■ Set of tasks
A – Write out the passage of the incident analysis below from "What happened?" to "customers at 11:45.".
B – In the incident analysis below, at what time did service return for the affected Level3 transit customers?

■ Text for analysis
=== Section Start ===
Tuesday, June 12, 2007

Analysis of incident 11:25 to 11:45 11 June 2007

What happened?

We have now completed our investigation of what happened on 11 June and why it caused such a problem.

At 11:25 we experienced a loss of network reach-ability on our London to Manchester ring which affected DSL customers. This also impacted, although not immediately apparent, our transit customers in Manchester particularly connected to Level3.

A layer 2 protocol problem had occurred affecting the switches in the ring.

Service on the London to Manchester ring was restored at around 11:30; rebooting the Manchester switches and this restored service to effected DSL customers. Unfortunately upon reloading a further layer 2 protocol problem caused the automatic shut down one of the Gig interconnects with Level3 in Manchester.

This Level3 problem was identified at 11:40 and rectified. Service returned for affected Level3 transit customers at 11:45.

Root cause analysis

It seems that the problem was caused by three separate factors interacting together.

  • Mis-configuration of a customer switch at IFL2
  • Engineering works being carried out in Telecity
  • Mis-configuration of an old port by Level3

These probably interacted as follows:

A layer 2 loop control protocol problem occurred between two different isolated sides of the London to Manchester ring. A miss-configured customer switch at IFL2 sent out layer 2 loop control packets. After the reboot a residual configuration of an old transit port at Level3 was brought back into service as part of the aborted London to Manchester work. This created a further loop between two Level3 ports automatically shutting one of them down which affected all customer VLANs mapped via this port.

Lessons to take to Heart

Preventative

Better control of legacy cables and ports is required both with suppliers and customers. Also customers’ ports need strict layer 2 protocol controls at all times without exception by omission or special case.

Restorative

We estimate that we were delayed by about 10 minutes in the problem analysis and fix. When catastrophic problems occur our priorities are:

  1. Diagnose and restore service as quickly as possible
  2. Triage customers and deal with fact-finding and result feedback
  3. Triage customers and ensure higher support band customers have service restored first / follow ups.
  4. Don’t deal with individual customer issues that cannot be quickly resolved / are out of the norm.
  5. Don’t deal with un-related issues
  6. Don’t give customers misleading information
  7. Work to ensure all customers are back fully enabled
  8. Analyse what went wrong
  9. Determine lessons to be learned
  10. Write Reason for Outage report.

When catastrophic events happen customers naturally want to know what the problem is. Our reception staff receive a high volume of calls in a short space of time.

The problem solving team need to focus on solving the problem and are isolated to avoid distractions.
=== Section End ===
■ Given entries
=== Section Start ===
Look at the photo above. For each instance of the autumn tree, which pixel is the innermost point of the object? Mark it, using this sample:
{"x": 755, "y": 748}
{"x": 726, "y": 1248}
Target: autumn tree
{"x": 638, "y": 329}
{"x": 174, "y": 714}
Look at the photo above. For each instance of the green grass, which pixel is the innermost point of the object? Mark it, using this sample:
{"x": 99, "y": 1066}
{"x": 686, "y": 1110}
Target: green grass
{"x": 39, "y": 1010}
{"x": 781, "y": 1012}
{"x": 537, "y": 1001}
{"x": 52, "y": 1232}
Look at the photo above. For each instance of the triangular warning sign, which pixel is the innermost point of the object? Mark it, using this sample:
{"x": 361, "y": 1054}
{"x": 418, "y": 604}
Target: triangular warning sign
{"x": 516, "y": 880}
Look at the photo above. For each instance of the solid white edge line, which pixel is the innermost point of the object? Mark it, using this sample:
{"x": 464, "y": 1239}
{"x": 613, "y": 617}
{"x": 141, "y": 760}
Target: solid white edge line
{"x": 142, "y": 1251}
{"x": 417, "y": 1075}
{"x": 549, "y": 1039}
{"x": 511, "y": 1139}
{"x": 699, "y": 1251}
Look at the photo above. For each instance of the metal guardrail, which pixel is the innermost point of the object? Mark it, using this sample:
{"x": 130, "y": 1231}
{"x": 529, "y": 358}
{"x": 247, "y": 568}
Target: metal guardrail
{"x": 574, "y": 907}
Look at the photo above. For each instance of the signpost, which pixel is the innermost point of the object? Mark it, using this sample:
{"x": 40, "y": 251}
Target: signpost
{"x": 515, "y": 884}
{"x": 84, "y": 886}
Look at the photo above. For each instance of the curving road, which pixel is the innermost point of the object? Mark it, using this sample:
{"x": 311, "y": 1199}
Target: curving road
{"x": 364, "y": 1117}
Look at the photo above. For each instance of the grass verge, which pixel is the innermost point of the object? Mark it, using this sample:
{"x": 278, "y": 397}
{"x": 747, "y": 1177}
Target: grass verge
=== Section End ===
■ Solutions to the tasks
A –
What happened?

We have now completed our investigation of what happened on 11 June and why it caused such a problem.

At 11:25 we experienced a loss of network reach-ability on our London to Manchester ring which affected DSL customers. This also impacted, although not immediately apparent, our transit customers in Manchester particularly connected to Level3.

A layer 2 protocol problem had occurred affecting the switches in the ring.

Service on the London to Manchester ring was restored at around 11:30; rebooting the Manchester switches and this restored service to effected DSL customers. Unfortunately upon reloading a further layer 2 protocol problem caused the automatic shut down one of the Gig interconnects with Level3 in Manchester.

This Level3 problem was identified at 11:40 and rectified. Service returned for affected Level3 transit customers at 11:45.

B – 11:45